TASK STATEMENT: Print the listing below in its entirety, character for character.

(Beginning of RECORDS TO PROCESS)

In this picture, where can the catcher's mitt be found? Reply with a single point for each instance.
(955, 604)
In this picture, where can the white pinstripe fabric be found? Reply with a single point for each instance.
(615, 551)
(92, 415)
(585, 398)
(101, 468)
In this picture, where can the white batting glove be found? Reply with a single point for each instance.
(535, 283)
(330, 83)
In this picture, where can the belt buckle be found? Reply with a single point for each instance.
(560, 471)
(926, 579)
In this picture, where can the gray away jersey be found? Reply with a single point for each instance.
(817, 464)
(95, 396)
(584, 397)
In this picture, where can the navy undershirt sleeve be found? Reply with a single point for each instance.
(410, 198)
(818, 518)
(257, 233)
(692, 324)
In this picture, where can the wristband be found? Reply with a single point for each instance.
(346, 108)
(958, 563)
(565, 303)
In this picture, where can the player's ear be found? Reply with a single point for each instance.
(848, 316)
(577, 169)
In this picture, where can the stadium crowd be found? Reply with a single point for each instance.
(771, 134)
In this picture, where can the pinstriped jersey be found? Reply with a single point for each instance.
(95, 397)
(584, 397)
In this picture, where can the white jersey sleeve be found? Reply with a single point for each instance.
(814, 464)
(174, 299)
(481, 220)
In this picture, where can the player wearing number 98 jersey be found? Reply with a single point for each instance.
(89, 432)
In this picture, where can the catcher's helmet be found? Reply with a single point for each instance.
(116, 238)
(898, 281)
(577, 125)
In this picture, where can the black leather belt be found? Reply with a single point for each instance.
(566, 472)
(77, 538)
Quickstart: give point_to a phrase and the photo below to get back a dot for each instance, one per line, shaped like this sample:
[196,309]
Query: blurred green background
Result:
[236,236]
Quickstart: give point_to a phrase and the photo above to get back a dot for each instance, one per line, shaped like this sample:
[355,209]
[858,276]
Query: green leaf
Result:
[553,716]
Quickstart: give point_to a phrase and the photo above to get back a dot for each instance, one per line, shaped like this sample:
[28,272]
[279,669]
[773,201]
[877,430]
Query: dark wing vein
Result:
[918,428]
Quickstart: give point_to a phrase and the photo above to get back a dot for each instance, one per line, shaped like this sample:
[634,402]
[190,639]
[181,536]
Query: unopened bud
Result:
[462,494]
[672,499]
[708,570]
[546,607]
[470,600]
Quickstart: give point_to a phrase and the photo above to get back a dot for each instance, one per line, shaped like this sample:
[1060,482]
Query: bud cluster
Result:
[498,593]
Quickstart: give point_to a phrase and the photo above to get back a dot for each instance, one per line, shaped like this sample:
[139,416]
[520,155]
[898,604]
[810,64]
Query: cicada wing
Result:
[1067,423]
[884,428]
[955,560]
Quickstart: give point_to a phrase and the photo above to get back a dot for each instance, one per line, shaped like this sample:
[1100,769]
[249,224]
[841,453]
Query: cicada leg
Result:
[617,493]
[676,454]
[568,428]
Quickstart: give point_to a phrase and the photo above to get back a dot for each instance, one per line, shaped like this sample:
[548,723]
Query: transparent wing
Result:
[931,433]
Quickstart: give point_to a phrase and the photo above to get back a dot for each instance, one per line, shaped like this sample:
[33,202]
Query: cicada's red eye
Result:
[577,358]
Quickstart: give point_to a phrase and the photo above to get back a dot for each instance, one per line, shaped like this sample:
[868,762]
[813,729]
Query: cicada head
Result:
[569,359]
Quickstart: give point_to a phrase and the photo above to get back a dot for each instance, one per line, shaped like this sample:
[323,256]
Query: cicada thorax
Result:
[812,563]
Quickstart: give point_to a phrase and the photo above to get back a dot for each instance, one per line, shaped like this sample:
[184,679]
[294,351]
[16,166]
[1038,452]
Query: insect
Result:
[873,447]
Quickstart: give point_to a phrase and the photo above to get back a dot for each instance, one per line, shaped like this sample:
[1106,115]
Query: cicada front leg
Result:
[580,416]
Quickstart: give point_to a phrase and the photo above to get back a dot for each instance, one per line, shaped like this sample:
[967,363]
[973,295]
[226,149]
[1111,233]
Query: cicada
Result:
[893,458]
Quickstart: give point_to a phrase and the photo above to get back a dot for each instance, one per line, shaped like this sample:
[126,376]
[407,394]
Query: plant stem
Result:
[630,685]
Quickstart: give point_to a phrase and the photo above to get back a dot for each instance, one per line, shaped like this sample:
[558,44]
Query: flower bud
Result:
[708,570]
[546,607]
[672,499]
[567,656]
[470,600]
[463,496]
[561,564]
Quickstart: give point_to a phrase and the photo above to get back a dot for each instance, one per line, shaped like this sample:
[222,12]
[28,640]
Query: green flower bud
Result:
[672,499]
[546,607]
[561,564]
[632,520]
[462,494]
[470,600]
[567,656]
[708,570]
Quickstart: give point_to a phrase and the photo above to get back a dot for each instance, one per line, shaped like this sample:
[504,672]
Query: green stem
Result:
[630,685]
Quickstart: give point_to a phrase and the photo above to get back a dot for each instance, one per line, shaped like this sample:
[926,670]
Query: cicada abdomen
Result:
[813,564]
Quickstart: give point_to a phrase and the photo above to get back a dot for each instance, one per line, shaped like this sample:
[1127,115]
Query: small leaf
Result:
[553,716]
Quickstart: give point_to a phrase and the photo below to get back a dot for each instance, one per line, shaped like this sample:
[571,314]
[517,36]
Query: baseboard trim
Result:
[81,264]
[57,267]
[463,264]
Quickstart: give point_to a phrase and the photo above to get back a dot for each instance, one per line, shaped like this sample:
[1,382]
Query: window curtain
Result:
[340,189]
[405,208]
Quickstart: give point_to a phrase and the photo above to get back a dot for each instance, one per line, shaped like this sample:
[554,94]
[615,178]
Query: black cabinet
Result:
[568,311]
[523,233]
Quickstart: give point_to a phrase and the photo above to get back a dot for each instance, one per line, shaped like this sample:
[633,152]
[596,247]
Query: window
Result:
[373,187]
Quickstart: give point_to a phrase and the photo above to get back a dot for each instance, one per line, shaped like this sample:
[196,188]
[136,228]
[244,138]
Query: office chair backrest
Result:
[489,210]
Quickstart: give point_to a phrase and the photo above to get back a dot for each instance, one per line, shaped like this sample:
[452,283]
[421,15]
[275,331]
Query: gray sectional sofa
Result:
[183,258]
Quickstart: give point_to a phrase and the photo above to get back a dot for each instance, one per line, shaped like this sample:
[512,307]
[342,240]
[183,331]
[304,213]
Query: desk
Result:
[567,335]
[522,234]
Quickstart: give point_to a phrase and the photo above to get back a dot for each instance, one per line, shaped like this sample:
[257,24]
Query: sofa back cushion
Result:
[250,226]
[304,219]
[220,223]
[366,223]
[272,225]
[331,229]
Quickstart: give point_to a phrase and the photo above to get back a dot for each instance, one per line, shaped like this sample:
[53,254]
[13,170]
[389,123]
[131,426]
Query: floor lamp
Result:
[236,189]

(End of RECORDS TO PROCESS)

WRITTEN ANSWER:
In this picture, where can the catcher's mitt be found? Reply with a single point for each instance.
(955, 604)
In this picture, where can the white pinstripe fabric be found? Reply with a single point for each instance.
(615, 551)
(92, 415)
(585, 398)
(101, 468)
In this picture, where can the white batting glove be found? Reply with a single point for each instance.
(535, 283)
(330, 83)
In this picture, where can the belt buckle be found? Reply with a single point for each instance.
(560, 471)
(926, 579)
In this picture, where can the gray away jersey be found? Reply with a single point for each instance.
(817, 464)
(95, 396)
(584, 397)
In this picture, where can the navy undershirt sleeve be found? Reply with a single point for each instance.
(410, 198)
(818, 518)
(257, 233)
(692, 324)
In this picture, where can the wristband be found? Reply with a single point for each instance.
(346, 108)
(958, 563)
(565, 303)
In this picture, where can the player's ear be found? Reply with a single point for each instance.
(848, 316)
(577, 169)
In this picture, where can the stadium crowd be found? Reply with a single point for each instance.
(771, 134)
In this picture, where can the pinstriped jersey be found? Reply with a single point for each instance.
(95, 397)
(584, 397)
In this picture, where can the white jersey sleeve be found? Reply with a single point for each instance.
(814, 464)
(174, 299)
(481, 220)
In this picture, where can the player wearing number 98 jersey be found? Reply with a single point for each instance.
(89, 432)
In this picture, where can the catcher's helmet be found? Reply with a single point for each instance.
(116, 238)
(898, 281)
(577, 125)
In this picture, where can the black leather belt be found? Reply with a single point for each instance.
(566, 472)
(77, 538)
Quickstart: give point_to a phrase and the photo below to get back a dot for each instance, one per line, shaped like this sample:
[196,309]
Query: blurred green background
Result:
[236,236]
Quickstart: give point_to a phrase and the photo above to get back a dot for each instance, one per line, shaped like this sample:
[355,209]
[858,276]
Query: green leaf
Result:
[553,716]
Quickstart: give point_to a phrase and the photo above to get back a dot for each instance, one per line, shaped like this sample:
[28,272]
[279,669]
[773,201]
[877,430]
Query: dark wing vein
Result:
[918,428]
Quickstart: give point_to a phrase and the photo above to get back a dot for each instance, one per line, shaped like this sample:
[634,402]
[190,639]
[181,536]
Query: unopened bud
Result:
[462,494]
[672,499]
[708,570]
[546,607]
[470,600]
Quickstart: give point_to a phrase and the photo above to get back a dot for each instance, one per line, shaped like this sample:
[1060,482]
Query: bud cluster
Result:
[498,593]
Quickstart: give point_to a phrase and the photo above to get back a dot for each instance, one per line, shaped like this sample:
[139,416]
[520,155]
[898,604]
[810,64]
Query: cicada wing
Result:
[1067,423]
[884,428]
[955,560]
Quickstart: give point_to a phrase and the photo above to get back a dot for each instance, one per line, shaped like this sample:
[1100,769]
[249,224]
[841,453]
Query: cicada leg
Result:
[617,493]
[676,454]
[568,428]
Quickstart: give point_to a phrase and the photo above to get back a dot for each instance, one per line, shaped like this sample:
[548,723]
Query: transparent wing
Result:
[931,433]
Quickstart: give point_to a phrase and the photo above to get back a dot for each instance, one per line, shaped like this sample:
[33,202]
Query: cicada's red eye
Result:
[577,358]
Quickstart: give point_to a phrase and the photo above to get back a dot for each instance, one per line, shaped like this sample:
[868,762]
[813,729]
Query: cicada head
Result:
[569,359]
Quickstart: give point_to a phrase and the photo above to get back a dot for each instance, one per line, shaped like this sample:
[323,256]
Query: cicada thorax
Result:
[812,563]
Quickstart: give point_to a phrase and the photo above to get back a dot for each instance, one per line, shaped like this sample:
[184,679]
[294,351]
[16,166]
[1038,452]
Query: insect
Result:
[873,447]
Quickstart: give point_to a phrase and the photo above to get back a dot for each instance, one per line, shaped like this sample:
[1106,115]
Query: cicada front leg
Result:
[580,416]
Quickstart: give point_to a phrase and the photo above to get back a dot for each instance, one per line, shaped like this sample:
[967,363]
[973,295]
[226,149]
[1111,233]
Query: cicada
Result:
[893,458]
Quickstart: give point_to a phrase and the photo above to get back a dot for each instance, one per line, shaped like this sample:
[126,376]
[407,394]
Query: plant stem
Result:
[630,685]
Quickstart: give point_to a phrase and the photo above to get back a dot for each instance, one per line, shaped like this sample:
[558,44]
Query: flower bud
Result:
[708,570]
[546,607]
[672,499]
[567,656]
[470,600]
[463,496]
[561,564]
Quickstart: give point_to a phrase and the photo above to get back a dot for each instance, one per line, shaped like this sample:
[222,12]
[28,640]
Query: green flower bud
Result:
[672,499]
[546,607]
[561,564]
[632,520]
[462,494]
[470,600]
[567,656]
[708,570]
Quickstart: give point_to a phrase and the photo above to get back a dot for each instance, one per line, shaped like this sample:
[504,672]
Query: green stem
Result:
[630,685]
Quickstart: give point_to a phrase and the photo above to get back a dot for each instance, one per line, shaped like this sample:
[926,670]
Query: cicada abdomen
Result:
[813,564]
Quickstart: give point_to a phrase and the photo above to get back a dot for each instance, one per line, shaped like this sample:
[1127,115]
Query: small leaf
Result:
[553,716]
Quickstart: give point_to a phrase and the photo below to get back a dot for each instance, one per line, shaped like this sample:
[571,314]
[517,36]
Query: baseboard trim
Result:
[81,264]
[57,267]
[463,264]
Quickstart: give point_to a phrase and the photo above to get back a dot for each instance, one per line, shaped like this sample:
[1,382]
Query: window curtain
Result:
[340,189]
[405,208]
Quickstart: give point_to a phrase and the photo above to get back a dot for each instance, one per line, shaped like this sample:
[554,94]
[615,178]
Query: black cabinet
Result:
[568,311]
[523,233]
Quickstart: give point_to a phrase and the photo above to get back a dot for each instance, one per line, shaped like this sample:
[633,152]
[596,247]
Query: window
Result:
[373,187]
Quickstart: give point_to a phrase and the photo above to get back a dot for each instance, one per line, shaped like this sample:
[196,188]
[136,228]
[244,138]
Query: office chair backrest
Result:
[489,210]
Quickstart: give point_to a phrase and the photo above to get back a dot for each instance, one per line, shaped like this sample:
[452,283]
[421,15]
[275,331]
Query: gray sectional sofa
Result:
[183,258]
Quickstart: give point_to a phrase and the photo above to get back a dot for each instance, one per line, shaped like this sample:
[512,307]
[342,240]
[183,331]
[304,213]
Query: desk
Result:
[567,335]
[522,234]
Quickstart: give point_to a phrase and the photo above to get back a dot for each instance, one per line, shaped like this sample:
[257,24]
Query: sofa back cushion
Result:
[250,226]
[304,219]
[220,223]
[366,223]
[272,225]
[331,229]
Quickstart: give point_to a phrase and the photo above to get back a dot for each instance, one per line, shaped like this sample:
[53,254]
[13,170]
[389,123]
[131,426]
Query: floor lamp
Result:
[236,189]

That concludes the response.